▶ **Selected extract**
+++
Jamaica’s men face daunting task
Jamaica’s men will be hoping to emulate their performance of five years ago at the Rio Olympic Games when sprint legend Usain Bolt, with two gold, helped to reel in five overall. Omar McLeod, the 110m hurdler, also won gold, while there was silver in both the 4x100m and 4x400m relays.
Today, The Gleaner projects the medal haul among the men in track and field.
Following his fourth-place finish at the Rio Olympics, Yohan Blake has the best chance of medalling here for Jamaica, being the only sub-10-second runner among the three nationals lining up. He ran a season-best 9.95 seconds in Atlanta at the America Track League.
However, his task will be very difficult as the United States, with world leader Trayvon Bromell (with a best of 9.77s), Ronnie Baker (9.84s), and Fred Kerley (9.86s), will be hoping for a clean sweep of the top three spots as the America eyes its first gold in the Olympic event since 2004 when Justin Gatlin won in Athens.
+++
[Dataset excerpt]
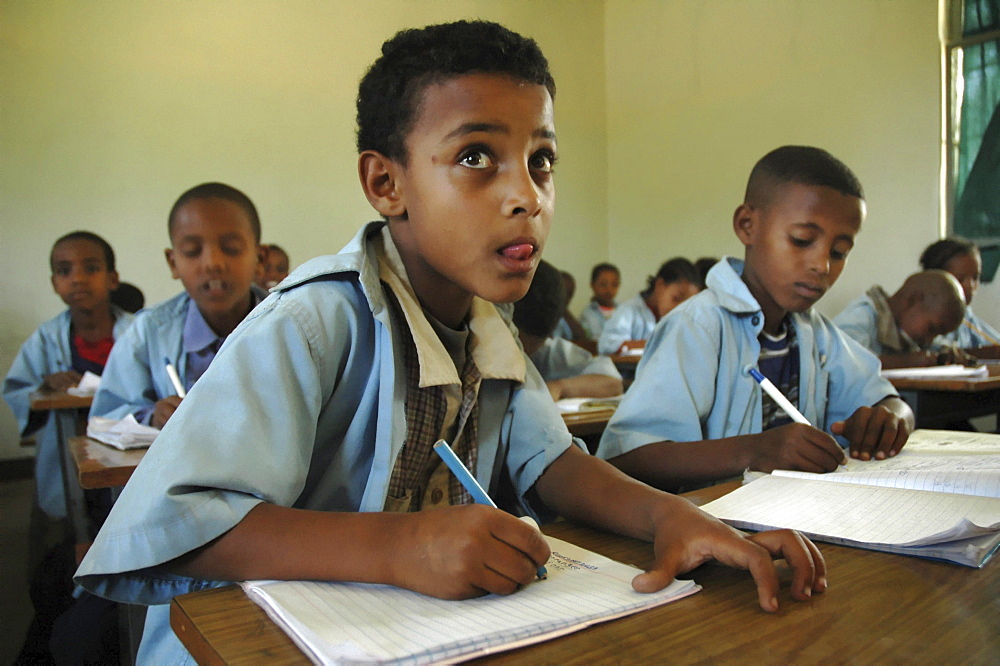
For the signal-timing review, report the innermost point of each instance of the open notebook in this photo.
(939, 498)
(354, 622)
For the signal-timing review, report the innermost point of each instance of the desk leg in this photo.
(76, 508)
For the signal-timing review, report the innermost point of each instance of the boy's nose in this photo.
(523, 196)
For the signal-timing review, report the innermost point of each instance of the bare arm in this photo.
(672, 464)
(453, 552)
(589, 490)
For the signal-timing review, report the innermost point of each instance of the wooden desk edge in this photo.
(280, 646)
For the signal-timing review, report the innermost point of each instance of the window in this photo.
(971, 41)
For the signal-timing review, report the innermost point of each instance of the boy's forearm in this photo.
(908, 360)
(900, 409)
(668, 465)
(275, 542)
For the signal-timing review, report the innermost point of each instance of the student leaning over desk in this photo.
(961, 258)
(57, 354)
(215, 252)
(694, 414)
(340, 382)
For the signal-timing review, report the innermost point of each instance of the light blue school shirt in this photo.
(135, 377)
(563, 331)
(47, 351)
(557, 358)
(972, 333)
(592, 319)
(303, 407)
(632, 320)
(693, 382)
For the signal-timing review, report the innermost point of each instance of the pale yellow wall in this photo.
(699, 90)
(111, 109)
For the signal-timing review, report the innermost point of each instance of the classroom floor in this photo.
(15, 608)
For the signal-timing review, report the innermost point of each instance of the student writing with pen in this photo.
(215, 251)
(695, 414)
(337, 386)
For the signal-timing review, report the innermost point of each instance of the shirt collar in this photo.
(496, 354)
(198, 335)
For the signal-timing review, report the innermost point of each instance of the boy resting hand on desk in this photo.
(305, 451)
(900, 328)
(695, 414)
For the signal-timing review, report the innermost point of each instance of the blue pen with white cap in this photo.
(469, 482)
(776, 395)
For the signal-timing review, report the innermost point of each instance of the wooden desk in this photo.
(879, 608)
(65, 410)
(939, 402)
(589, 422)
(101, 466)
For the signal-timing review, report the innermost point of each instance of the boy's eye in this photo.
(543, 160)
(475, 159)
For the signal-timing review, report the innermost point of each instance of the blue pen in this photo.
(465, 477)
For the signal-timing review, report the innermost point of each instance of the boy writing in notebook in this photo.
(337, 386)
(695, 414)
(900, 328)
(215, 251)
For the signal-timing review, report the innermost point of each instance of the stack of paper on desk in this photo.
(124, 434)
(573, 405)
(937, 372)
(354, 622)
(939, 498)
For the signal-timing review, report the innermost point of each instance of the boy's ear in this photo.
(169, 254)
(381, 183)
(744, 223)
+++
Copy the passage of the Jamaica men's track text between "Today, The Gleaner" and "America Track League.", inclusive, and swap "season-best" for "season's best".

▶ **Full solution**
Today, The Gleaner projects the medal haul among the men in track and field.
Following his fourth-place finish at the Rio Olympics, Yohan Blake has the best chance of medalling here for Jamaica, being the only sub-10-second runner among the three nationals lining up. He ran a season's best 9.95 seconds in Atlanta at the America Track League.